## [Set exercise]
Nothing other than the lines from the one containing "the car grille" through the close of the entries below should be printed, each exactly.

## [Supplied entries]
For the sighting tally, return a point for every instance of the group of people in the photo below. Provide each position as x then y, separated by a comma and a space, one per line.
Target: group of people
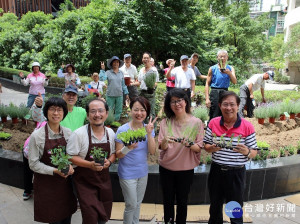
180, 140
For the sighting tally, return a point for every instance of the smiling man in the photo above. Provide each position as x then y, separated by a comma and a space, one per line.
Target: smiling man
92, 181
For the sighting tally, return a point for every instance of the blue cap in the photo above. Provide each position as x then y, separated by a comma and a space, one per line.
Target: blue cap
184, 57
71, 88
127, 55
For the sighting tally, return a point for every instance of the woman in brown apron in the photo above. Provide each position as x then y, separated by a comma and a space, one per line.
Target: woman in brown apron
54, 201
92, 181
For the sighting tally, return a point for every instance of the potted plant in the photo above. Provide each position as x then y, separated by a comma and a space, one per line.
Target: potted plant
150, 79
13, 112
98, 155
261, 113
3, 113
60, 159
201, 112
5, 136
23, 113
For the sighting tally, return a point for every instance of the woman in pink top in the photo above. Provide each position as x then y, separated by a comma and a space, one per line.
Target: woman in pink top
37, 82
180, 141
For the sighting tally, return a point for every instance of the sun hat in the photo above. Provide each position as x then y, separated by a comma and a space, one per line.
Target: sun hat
112, 59
127, 55
71, 88
184, 57
271, 74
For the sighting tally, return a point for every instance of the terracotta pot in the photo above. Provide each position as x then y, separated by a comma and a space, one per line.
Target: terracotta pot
4, 119
282, 117
15, 120
127, 81
272, 120
261, 120
292, 116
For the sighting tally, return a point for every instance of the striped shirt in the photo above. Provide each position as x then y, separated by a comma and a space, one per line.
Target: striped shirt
225, 156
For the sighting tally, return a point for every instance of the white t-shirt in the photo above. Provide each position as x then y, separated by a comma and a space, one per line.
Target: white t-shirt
142, 76
131, 71
257, 82
183, 78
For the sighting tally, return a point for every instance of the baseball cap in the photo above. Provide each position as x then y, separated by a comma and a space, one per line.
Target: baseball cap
71, 88
271, 74
127, 55
184, 57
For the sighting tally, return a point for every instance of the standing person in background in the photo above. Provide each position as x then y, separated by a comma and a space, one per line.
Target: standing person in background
92, 180
256, 82
71, 78
193, 61
102, 75
147, 69
184, 76
115, 87
54, 201
177, 160
129, 70
133, 178
227, 175
218, 80
170, 83
37, 82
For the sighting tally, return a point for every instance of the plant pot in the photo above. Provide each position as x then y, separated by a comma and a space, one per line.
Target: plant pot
4, 119
100, 161
127, 81
15, 120
261, 120
282, 117
65, 171
272, 120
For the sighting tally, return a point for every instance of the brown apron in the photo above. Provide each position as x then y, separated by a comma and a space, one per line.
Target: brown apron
94, 188
54, 199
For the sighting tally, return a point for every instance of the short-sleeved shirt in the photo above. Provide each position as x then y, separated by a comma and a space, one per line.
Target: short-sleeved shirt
79, 141
226, 156
196, 70
143, 74
219, 79
37, 144
115, 83
134, 164
257, 81
183, 78
178, 157
131, 71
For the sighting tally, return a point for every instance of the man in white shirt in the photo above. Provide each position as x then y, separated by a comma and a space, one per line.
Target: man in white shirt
129, 70
184, 76
256, 82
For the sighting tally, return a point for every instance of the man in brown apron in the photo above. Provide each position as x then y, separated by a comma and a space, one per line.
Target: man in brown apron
92, 181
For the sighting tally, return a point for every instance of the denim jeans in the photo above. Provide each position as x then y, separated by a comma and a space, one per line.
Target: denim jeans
31, 99
133, 191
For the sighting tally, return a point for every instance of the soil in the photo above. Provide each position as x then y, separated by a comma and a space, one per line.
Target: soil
279, 134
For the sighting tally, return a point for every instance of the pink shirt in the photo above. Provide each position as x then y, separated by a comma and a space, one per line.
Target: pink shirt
169, 82
178, 157
37, 83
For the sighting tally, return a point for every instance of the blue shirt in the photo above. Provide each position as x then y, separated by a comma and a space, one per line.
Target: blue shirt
134, 164
219, 79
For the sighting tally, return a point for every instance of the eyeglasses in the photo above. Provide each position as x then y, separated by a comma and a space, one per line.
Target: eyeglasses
56, 109
99, 110
228, 105
174, 102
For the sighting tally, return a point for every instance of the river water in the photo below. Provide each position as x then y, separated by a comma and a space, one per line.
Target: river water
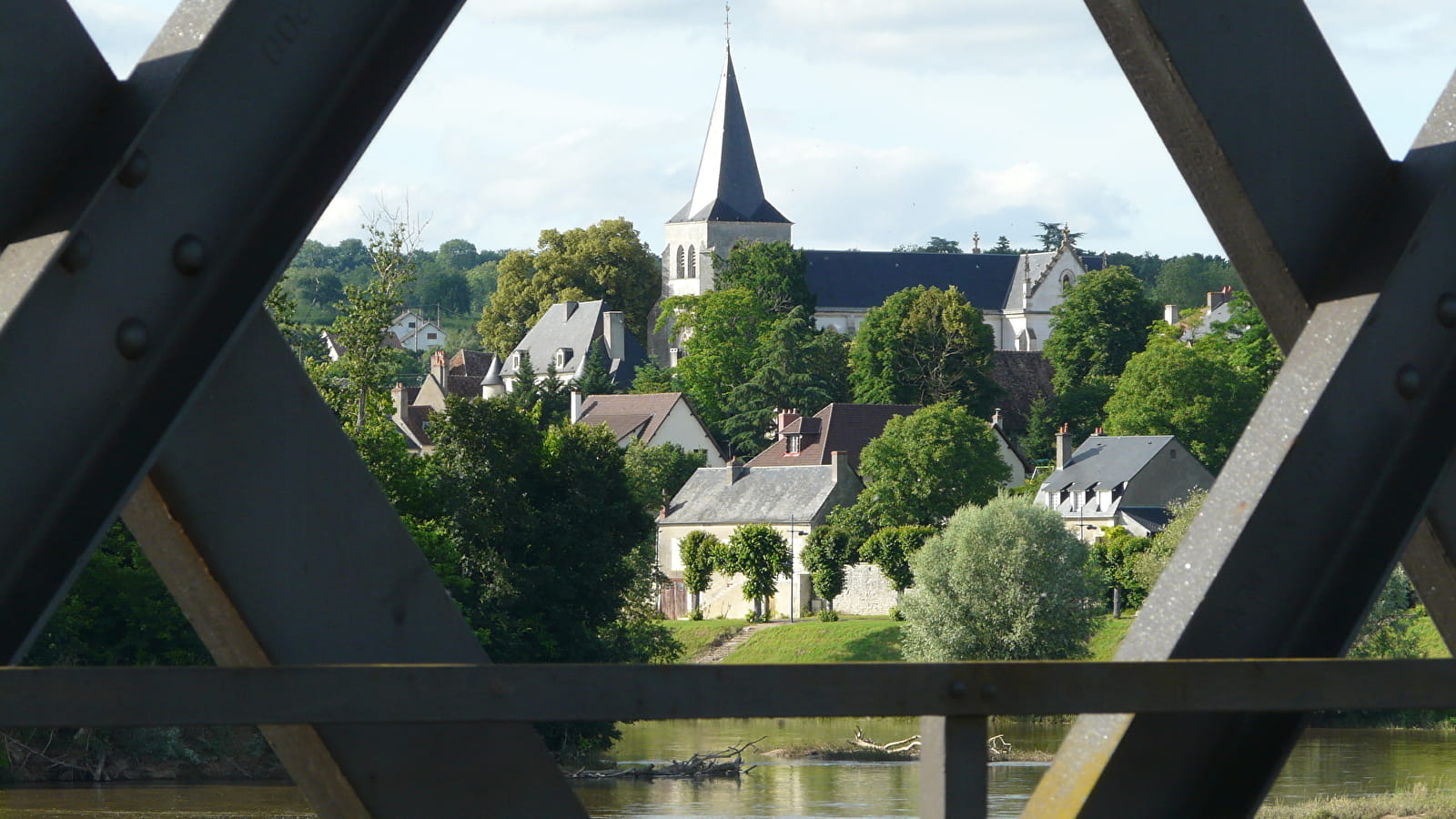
1341, 761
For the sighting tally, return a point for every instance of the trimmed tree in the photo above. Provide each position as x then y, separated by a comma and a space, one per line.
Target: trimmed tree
1002, 581
826, 554
699, 551
762, 555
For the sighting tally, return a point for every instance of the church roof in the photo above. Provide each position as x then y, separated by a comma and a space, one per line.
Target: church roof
728, 187
858, 280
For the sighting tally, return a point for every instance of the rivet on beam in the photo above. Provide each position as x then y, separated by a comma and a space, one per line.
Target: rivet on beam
136, 169
76, 254
1409, 382
188, 254
1446, 309
131, 339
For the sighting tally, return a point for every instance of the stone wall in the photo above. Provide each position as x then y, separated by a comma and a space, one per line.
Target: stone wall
866, 592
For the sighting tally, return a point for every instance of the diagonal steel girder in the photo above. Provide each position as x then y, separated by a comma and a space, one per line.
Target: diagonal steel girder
143, 223
1347, 252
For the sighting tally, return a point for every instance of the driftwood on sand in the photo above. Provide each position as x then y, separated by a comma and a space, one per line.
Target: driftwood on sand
698, 767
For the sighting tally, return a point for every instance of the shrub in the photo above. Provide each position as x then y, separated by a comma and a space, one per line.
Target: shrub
1002, 581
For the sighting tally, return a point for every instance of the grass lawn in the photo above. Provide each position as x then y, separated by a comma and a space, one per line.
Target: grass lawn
814, 642
698, 636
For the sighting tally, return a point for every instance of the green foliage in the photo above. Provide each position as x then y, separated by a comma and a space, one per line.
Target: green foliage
701, 554
1114, 557
603, 261
890, 550
655, 472
1101, 322
1002, 581
925, 467
1190, 392
368, 312
762, 555
721, 332
118, 612
1187, 280
774, 271
786, 373
826, 554
925, 346
1149, 564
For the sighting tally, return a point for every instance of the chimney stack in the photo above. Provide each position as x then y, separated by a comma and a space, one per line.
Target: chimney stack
613, 336
735, 470
1063, 446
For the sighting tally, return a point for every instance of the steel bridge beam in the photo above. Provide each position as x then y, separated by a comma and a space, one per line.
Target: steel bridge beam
1332, 474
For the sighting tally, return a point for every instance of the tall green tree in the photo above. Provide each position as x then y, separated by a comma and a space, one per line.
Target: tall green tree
603, 261
721, 332
762, 555
786, 373
1190, 392
922, 468
774, 271
699, 551
1099, 324
368, 312
1002, 581
925, 346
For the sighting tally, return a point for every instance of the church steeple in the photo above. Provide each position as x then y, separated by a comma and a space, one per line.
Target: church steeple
728, 187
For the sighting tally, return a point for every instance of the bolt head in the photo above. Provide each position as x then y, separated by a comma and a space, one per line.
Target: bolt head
131, 339
188, 256
135, 171
1446, 309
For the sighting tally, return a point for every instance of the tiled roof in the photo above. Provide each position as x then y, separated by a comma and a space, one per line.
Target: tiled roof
637, 416
1026, 376
844, 428
761, 494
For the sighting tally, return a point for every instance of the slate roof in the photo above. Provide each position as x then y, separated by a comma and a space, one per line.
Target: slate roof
1026, 375
1106, 460
575, 329
761, 494
728, 187
844, 428
635, 416
858, 280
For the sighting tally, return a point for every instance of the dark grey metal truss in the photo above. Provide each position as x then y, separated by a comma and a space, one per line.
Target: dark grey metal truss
145, 220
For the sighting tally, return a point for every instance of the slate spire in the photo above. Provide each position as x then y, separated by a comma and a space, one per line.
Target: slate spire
728, 187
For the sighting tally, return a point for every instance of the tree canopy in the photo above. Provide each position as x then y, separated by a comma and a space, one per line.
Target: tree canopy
1190, 392
774, 271
1002, 581
925, 346
922, 468
603, 261
1101, 322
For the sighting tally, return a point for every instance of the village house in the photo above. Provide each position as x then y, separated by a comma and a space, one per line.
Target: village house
794, 500
652, 419
564, 337
1120, 481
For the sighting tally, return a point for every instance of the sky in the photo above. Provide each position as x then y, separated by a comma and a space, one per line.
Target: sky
877, 123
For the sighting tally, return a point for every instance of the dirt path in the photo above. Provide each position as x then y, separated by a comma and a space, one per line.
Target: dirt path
717, 653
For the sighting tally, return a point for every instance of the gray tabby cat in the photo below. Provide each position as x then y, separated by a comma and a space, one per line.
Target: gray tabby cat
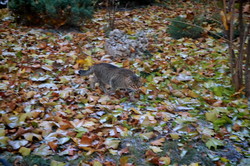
115, 77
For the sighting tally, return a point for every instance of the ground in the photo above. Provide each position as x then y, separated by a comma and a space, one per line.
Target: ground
186, 112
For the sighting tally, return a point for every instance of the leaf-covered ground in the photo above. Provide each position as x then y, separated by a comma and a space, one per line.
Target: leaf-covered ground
186, 113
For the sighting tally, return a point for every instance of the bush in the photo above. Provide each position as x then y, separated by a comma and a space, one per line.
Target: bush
180, 27
51, 12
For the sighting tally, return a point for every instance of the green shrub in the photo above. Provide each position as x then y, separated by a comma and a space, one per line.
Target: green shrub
51, 12
181, 27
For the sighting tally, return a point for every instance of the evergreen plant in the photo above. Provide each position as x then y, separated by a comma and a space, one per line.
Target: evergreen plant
51, 12
180, 27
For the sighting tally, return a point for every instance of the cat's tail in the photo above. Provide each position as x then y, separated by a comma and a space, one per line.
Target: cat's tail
85, 72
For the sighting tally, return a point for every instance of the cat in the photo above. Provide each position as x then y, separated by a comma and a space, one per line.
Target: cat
115, 77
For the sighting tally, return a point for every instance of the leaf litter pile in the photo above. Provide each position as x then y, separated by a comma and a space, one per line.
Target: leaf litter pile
186, 113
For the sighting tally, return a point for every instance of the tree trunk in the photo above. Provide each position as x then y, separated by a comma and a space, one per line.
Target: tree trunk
247, 73
239, 63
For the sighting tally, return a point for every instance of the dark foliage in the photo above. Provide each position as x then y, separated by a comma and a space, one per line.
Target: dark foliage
51, 12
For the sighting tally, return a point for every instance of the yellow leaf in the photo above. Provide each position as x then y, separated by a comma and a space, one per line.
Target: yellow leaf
164, 160
97, 163
24, 151
87, 62
174, 136
57, 163
155, 149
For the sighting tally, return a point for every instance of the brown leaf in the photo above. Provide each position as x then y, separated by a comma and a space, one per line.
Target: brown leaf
158, 142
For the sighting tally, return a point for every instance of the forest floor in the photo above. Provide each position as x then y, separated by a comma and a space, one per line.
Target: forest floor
187, 112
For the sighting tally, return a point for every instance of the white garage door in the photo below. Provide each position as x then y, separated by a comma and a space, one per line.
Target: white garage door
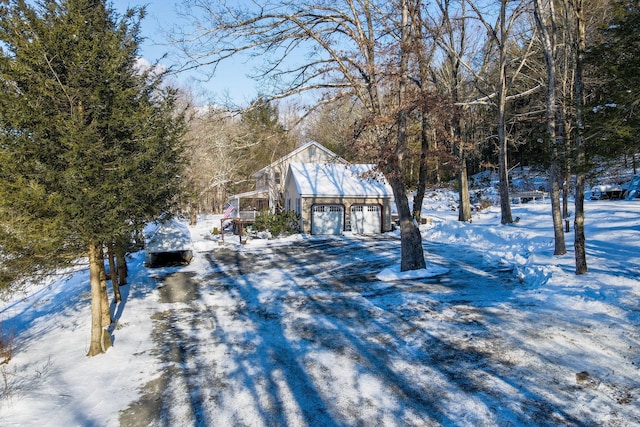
327, 219
366, 219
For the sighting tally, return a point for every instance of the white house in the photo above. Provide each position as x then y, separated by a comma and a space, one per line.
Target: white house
334, 197
269, 180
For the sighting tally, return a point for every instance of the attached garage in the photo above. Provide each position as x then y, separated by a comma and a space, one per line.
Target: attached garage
333, 198
366, 219
327, 219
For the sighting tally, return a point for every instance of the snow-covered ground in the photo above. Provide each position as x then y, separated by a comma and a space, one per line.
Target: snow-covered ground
320, 331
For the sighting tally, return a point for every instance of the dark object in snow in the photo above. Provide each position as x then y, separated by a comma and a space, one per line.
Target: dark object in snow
168, 243
585, 379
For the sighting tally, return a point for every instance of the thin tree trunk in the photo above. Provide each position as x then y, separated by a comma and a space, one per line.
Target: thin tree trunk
411, 251
465, 205
503, 169
412, 254
99, 336
121, 261
423, 169
104, 298
547, 33
113, 273
579, 242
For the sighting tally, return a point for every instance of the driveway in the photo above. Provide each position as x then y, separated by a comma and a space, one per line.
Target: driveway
304, 334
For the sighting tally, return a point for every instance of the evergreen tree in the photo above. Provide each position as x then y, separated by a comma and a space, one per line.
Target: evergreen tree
89, 143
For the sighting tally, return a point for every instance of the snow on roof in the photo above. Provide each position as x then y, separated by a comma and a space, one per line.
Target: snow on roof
338, 180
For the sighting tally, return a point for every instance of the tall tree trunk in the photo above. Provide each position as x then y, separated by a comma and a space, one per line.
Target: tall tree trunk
423, 168
121, 261
105, 308
547, 33
579, 241
113, 273
464, 213
503, 163
411, 251
100, 339
412, 254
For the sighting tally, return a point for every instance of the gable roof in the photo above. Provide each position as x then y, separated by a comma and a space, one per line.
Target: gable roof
338, 180
295, 152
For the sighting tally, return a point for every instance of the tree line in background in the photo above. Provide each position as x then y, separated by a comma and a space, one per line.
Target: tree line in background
431, 91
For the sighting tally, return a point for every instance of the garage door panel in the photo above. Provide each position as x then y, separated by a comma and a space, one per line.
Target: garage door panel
327, 219
366, 219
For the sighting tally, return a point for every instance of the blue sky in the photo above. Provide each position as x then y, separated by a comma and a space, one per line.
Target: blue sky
230, 77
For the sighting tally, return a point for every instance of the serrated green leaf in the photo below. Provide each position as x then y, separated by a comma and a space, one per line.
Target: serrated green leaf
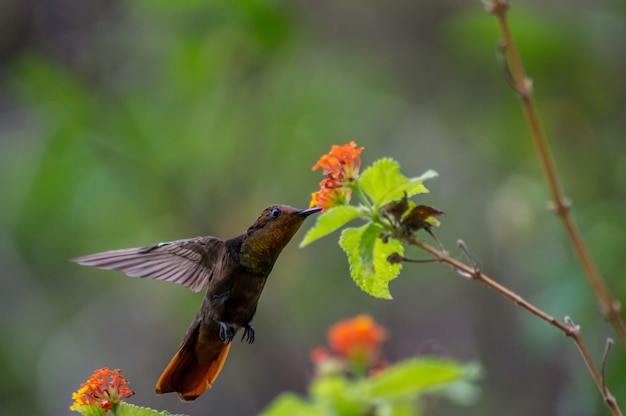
412, 187
383, 182
90, 410
127, 409
411, 377
330, 221
372, 281
366, 246
380, 178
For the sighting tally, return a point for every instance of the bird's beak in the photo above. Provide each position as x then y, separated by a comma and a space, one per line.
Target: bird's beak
307, 212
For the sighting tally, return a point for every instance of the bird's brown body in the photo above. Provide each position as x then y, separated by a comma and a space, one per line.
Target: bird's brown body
234, 273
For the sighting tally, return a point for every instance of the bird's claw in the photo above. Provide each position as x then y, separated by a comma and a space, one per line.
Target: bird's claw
226, 334
248, 334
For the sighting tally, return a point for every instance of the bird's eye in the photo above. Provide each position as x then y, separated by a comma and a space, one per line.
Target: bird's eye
275, 212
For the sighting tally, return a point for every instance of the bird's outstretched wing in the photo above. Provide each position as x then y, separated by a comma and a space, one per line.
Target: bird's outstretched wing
187, 262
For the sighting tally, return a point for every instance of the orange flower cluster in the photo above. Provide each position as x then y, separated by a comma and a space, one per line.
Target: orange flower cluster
360, 336
105, 388
340, 167
355, 340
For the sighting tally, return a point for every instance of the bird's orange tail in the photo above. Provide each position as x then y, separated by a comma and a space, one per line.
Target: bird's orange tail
195, 366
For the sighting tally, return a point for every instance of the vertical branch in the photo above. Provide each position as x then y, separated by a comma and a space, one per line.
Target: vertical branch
610, 308
568, 328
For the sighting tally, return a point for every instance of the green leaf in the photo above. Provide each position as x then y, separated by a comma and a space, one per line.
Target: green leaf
412, 187
368, 261
291, 404
366, 246
127, 409
411, 377
383, 182
336, 395
380, 178
329, 221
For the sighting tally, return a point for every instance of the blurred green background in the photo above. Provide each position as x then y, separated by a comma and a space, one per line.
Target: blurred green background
128, 123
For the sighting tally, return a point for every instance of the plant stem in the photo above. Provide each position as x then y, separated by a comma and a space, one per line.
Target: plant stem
610, 308
568, 328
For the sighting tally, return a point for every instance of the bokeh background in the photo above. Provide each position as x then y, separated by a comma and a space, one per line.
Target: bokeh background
128, 123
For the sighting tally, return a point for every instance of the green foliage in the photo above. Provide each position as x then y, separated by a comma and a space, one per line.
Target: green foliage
332, 220
367, 255
367, 252
122, 409
382, 182
393, 392
127, 409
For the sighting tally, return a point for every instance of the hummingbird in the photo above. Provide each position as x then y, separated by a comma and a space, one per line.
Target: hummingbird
233, 272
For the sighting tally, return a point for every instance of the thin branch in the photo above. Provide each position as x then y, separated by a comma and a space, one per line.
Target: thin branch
568, 327
610, 308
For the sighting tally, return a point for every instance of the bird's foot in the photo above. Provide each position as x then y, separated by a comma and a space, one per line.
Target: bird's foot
248, 334
226, 334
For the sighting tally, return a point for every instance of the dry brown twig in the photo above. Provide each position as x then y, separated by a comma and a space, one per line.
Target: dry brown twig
610, 308
567, 327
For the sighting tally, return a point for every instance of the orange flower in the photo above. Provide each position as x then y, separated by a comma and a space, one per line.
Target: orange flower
357, 338
105, 388
340, 167
328, 197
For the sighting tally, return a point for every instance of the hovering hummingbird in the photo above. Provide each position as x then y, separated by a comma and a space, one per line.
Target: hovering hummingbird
232, 271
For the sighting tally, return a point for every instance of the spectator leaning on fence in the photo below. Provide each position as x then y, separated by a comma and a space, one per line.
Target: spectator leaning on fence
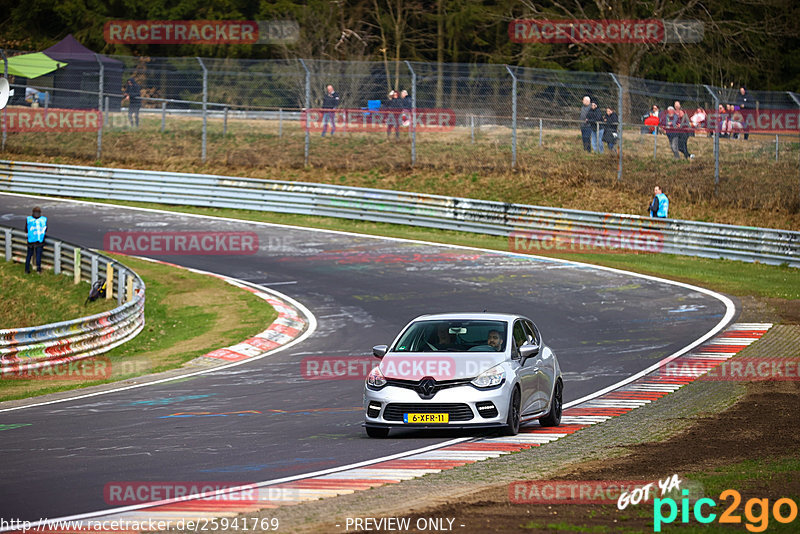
659, 207
393, 114
596, 122
610, 130
329, 101
743, 102
586, 130
684, 132
134, 95
669, 123
37, 228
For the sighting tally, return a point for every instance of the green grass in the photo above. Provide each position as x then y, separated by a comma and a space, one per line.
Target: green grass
186, 314
732, 277
36, 299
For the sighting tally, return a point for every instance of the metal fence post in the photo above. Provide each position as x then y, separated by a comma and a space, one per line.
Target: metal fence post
716, 139
5, 75
413, 114
76, 265
655, 141
796, 99
472, 127
513, 118
94, 270
7, 233
109, 280
308, 109
619, 125
100, 107
57, 257
205, 110
540, 132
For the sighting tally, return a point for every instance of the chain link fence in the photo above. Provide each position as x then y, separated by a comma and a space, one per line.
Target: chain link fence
457, 117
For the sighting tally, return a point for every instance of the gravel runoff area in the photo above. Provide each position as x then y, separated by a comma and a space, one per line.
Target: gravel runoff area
704, 425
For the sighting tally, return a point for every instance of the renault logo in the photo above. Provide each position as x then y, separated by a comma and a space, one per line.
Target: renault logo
426, 387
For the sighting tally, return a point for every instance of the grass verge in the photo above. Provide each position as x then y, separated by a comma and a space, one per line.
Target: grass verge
36, 299
780, 285
179, 305
753, 188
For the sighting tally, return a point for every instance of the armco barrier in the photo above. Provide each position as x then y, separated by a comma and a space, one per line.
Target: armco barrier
452, 213
26, 349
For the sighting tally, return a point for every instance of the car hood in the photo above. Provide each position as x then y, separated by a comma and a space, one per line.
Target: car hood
440, 366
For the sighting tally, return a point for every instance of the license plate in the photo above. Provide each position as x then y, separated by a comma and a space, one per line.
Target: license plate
426, 418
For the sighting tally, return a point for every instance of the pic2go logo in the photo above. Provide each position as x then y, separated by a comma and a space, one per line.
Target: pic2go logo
756, 511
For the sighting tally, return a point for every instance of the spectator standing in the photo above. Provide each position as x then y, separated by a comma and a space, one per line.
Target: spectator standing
133, 92
586, 130
610, 130
329, 101
393, 115
743, 102
669, 123
36, 227
405, 104
684, 130
659, 207
595, 117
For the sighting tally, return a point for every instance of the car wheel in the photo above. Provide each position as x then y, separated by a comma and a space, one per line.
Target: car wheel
512, 421
377, 432
553, 418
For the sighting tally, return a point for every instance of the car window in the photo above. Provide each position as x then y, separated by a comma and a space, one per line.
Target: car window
450, 336
520, 337
531, 332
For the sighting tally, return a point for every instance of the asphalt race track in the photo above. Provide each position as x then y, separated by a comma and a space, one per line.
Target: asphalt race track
603, 325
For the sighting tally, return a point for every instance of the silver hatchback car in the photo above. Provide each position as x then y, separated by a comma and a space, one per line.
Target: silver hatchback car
464, 370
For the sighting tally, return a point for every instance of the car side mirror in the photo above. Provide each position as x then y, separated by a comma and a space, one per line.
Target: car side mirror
526, 351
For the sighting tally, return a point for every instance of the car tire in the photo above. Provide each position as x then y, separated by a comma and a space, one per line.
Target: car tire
513, 419
377, 432
553, 417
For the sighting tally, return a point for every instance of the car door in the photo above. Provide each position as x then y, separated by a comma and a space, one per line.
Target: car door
542, 366
528, 380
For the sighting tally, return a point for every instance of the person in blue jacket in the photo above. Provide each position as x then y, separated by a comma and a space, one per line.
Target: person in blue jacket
36, 228
659, 207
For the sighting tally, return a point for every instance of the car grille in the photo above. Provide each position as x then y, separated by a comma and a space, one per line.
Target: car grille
457, 412
436, 386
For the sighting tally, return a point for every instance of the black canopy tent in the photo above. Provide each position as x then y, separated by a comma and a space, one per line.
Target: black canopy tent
82, 73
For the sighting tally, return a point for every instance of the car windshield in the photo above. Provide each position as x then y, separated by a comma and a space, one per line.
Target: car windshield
453, 336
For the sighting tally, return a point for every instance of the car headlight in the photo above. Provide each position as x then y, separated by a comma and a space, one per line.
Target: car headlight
375, 378
491, 377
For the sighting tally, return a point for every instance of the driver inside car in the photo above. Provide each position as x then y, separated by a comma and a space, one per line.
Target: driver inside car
495, 340
443, 340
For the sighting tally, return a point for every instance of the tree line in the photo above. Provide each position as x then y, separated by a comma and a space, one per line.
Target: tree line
753, 43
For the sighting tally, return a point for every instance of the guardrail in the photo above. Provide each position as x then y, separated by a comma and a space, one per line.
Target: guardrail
538, 225
25, 349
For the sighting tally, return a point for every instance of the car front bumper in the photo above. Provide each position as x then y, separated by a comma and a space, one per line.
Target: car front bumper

## [The completed task]
For the sighting tally, return a point for every instance of the car grille in the photo above. Provide each position as x then y, separated by a comma and a space, one per line.
Target: car grille
457, 412
436, 386
For the sighting tally, return a point for every instance of the black canopy tent in the photo above. Provide each position as x then y, separated by a comma and a space, one per line.
Target: black canopy tent
82, 73
For the sighting tally, return a point for every instance of the car windshield in the photo above. Provide each position as x then y, separated by a comma and a space, one per line.
Target: car windshield
453, 336
For the sighting tally, return a point for every instance of the car headlight in the photo above. Provide each position as x then y, separated by a comma and a space, one per line.
Target: car headlight
375, 378
491, 377
For the sighting tally, return a point for every instance of the driver inside car in the photo above. Provide each position as x then y, separated by a comma and a space, one per line.
Target: driver inside car
495, 340
443, 340
For the sighting tally, return a point for every instance of the tree line in the photo above. Provide each position as x then y, separated by a comma and a space, one per line.
Target: tree line
753, 43
For the sighting tally, return a point for every instance of the guardrail in the photo above. Provide each position as x then y, separated by a comma and a space, one per line.
Target: guardrail
538, 225
25, 349
For the sighting tally, return a point for every instance of the car front bumper in the photo above. Provide each position as x then y, separated by a comma and a space, one per line.
Target: car front bumper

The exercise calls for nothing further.